■ **TEXT**
Segment Open

Manolis Kellis - Study takes aim at opportunistic fungal pathogens
Research provides genome sequences and critical analyses of key Candida species
June 18, 2009
In what represents one of the largest comparative genomics studies to date, scientists have cracked the genetic code of several fungal species that cause bloodstream infections in patients with suppressed immune systems.
The international team, which includes researchers from the Broad Institute of Harvard and MIT, decoded and analyzed the genomes of six species of Candida, a group of fungi related to the harmless baker's yeast. The findings, published online last month in the journal Nature, significantly extend the arsenal of genomic information on these organisms and offer some initial clues about what makes some fungi pathogenic and others not.
"Most of what we know about Candida comes from the study of a single species, Candida albicans," said Christina Cuomo, co-senior author of the study and a research scientist at the Broad Institute. "But there are at least six other species that together account for nearly half of all Candida infections. Our work is a key step toward deepening our knowledge of these medically important fungi."
Candida are the most common cause of invasive fungal infections, with an average mortality rate of about 40 percent. At present, the treatment of fungal infections is difficult. Several antifungal drugs can be very effective in treating such infections, but not always. Moreover, because fungi are eukaryotes and therefore have many genes that are similar to those in humans, designing drugs to specifically target fungi is more difficult than for bacteria.
"In order to understand how to treat the infection we first have to understand how the fungi interact with the host," said Geraldine Butler of University College Dublin, one of the lead scientists involved in the research. "Our findings will help scientists to develop potential therapies for the acquired infection."
The researchers chose six Candida species for whole-genome sequencing that include both strong pathogens and less virulent species, and compared these strains to 11 previously sequenced fungal genomes. By recreating the gene trees for thousands of gene families and studying the patterns of gene gain and loss, the scientists found that the disease-causing species have many more genes associated with the cell wall, and genes that enable them to successfully stick to the host. These fungi also secrete more enzymes that can help them to invade host tissue.

Segment Closed

Point-per-instance localization data
Segment Open

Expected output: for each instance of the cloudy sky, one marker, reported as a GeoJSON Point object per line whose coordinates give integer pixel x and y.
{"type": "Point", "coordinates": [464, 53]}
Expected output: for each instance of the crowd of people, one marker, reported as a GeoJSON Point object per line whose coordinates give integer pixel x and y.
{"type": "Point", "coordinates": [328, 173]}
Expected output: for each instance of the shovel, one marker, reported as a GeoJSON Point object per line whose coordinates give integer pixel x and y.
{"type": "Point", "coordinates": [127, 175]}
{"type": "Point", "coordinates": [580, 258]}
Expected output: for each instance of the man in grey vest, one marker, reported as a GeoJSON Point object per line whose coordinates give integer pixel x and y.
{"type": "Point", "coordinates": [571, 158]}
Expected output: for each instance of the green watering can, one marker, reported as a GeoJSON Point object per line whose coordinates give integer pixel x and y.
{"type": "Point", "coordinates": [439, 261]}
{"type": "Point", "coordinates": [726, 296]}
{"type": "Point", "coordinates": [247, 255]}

Segment Closed

■ **SET OF TASKS**
1) Decide whether each statement agrees with the article on the Candida genome study. Answer yes or no for each, and quote the words of the article that settle it. (a) Invasive Candida infections carry an average mortality rate of about 40 percent. (b) The six Candida species were compared with 12 previously sequenced fungal genomes. (c) Candida is a group of fungi related to baker's yeast.
2) Rewrite the article on the Candida genome study from "The international team, which" to "and others not.", putting "innocuous" in place of "harmless".
3) Extend the article on the Candida genome study, picking up after its final sentence.
The data has no connection to the article on the Candida genome study.

■ **ANSWERS FOR THIS EXERCISE**
1)
(a) Yes: "with an average mortality rate of about 40 percent."
(b) No: "compared these strains to 11 previously sequenced fungal genomes."
(c) Yes: "a group of fungi related to the harmless baker's yeast."

2)
The international team, which includes researchers from the Broad Institute of Harvard and MIT, decoded and analyzed the genomes of six species of Candida, a group of fungi related to the innocuous baker's yeast. The findings, published online last month in the journal Nature, significantly extend the arsenal of genomic information on these organisms and offer some initial clues about what makes some fungi pathogenic and others not.

3)
"We found that some gene families showed dozens of gene duplication events in the pathogenic species, but none in the non-pathogens," said co-senior author Manolis Kellis, the Karl Van Tassel Career Development Associate Professor of Computer Science and associate member of the Broad Institute. "Some of these families are still uncharacterized, but they contain cell-surface adhesion domains typically involved in pathogenicity, providing some clues to their function."
The authors used the new genomes to discover new genes in Candida albicans based on evolutionary signatures of protein-coding selection, revealing many novel genes that are unique to the Candida species, and to study mating and meiosis pathways, revealing extensive diversity that challenges previous models developed in yeast.
The new work is part of the Fungal Genome Initiative at the Broad Institute and was funded by the National Human Genome Research Institute and the National Institute of Allergy and Infectious Diseases among other organizations. In addition to Cuomo and Kellis, researchers from MIT and the Broad Institute who contributed to this research include Matthew Rasmussen, Michael Lin, Bruce Birren, Manfred Grabherr, Chinnappa Kodira, Sharadha Sakthikumar and Qiandong Zeng, and members of the Broad Institute's Genome Sequencing Platform.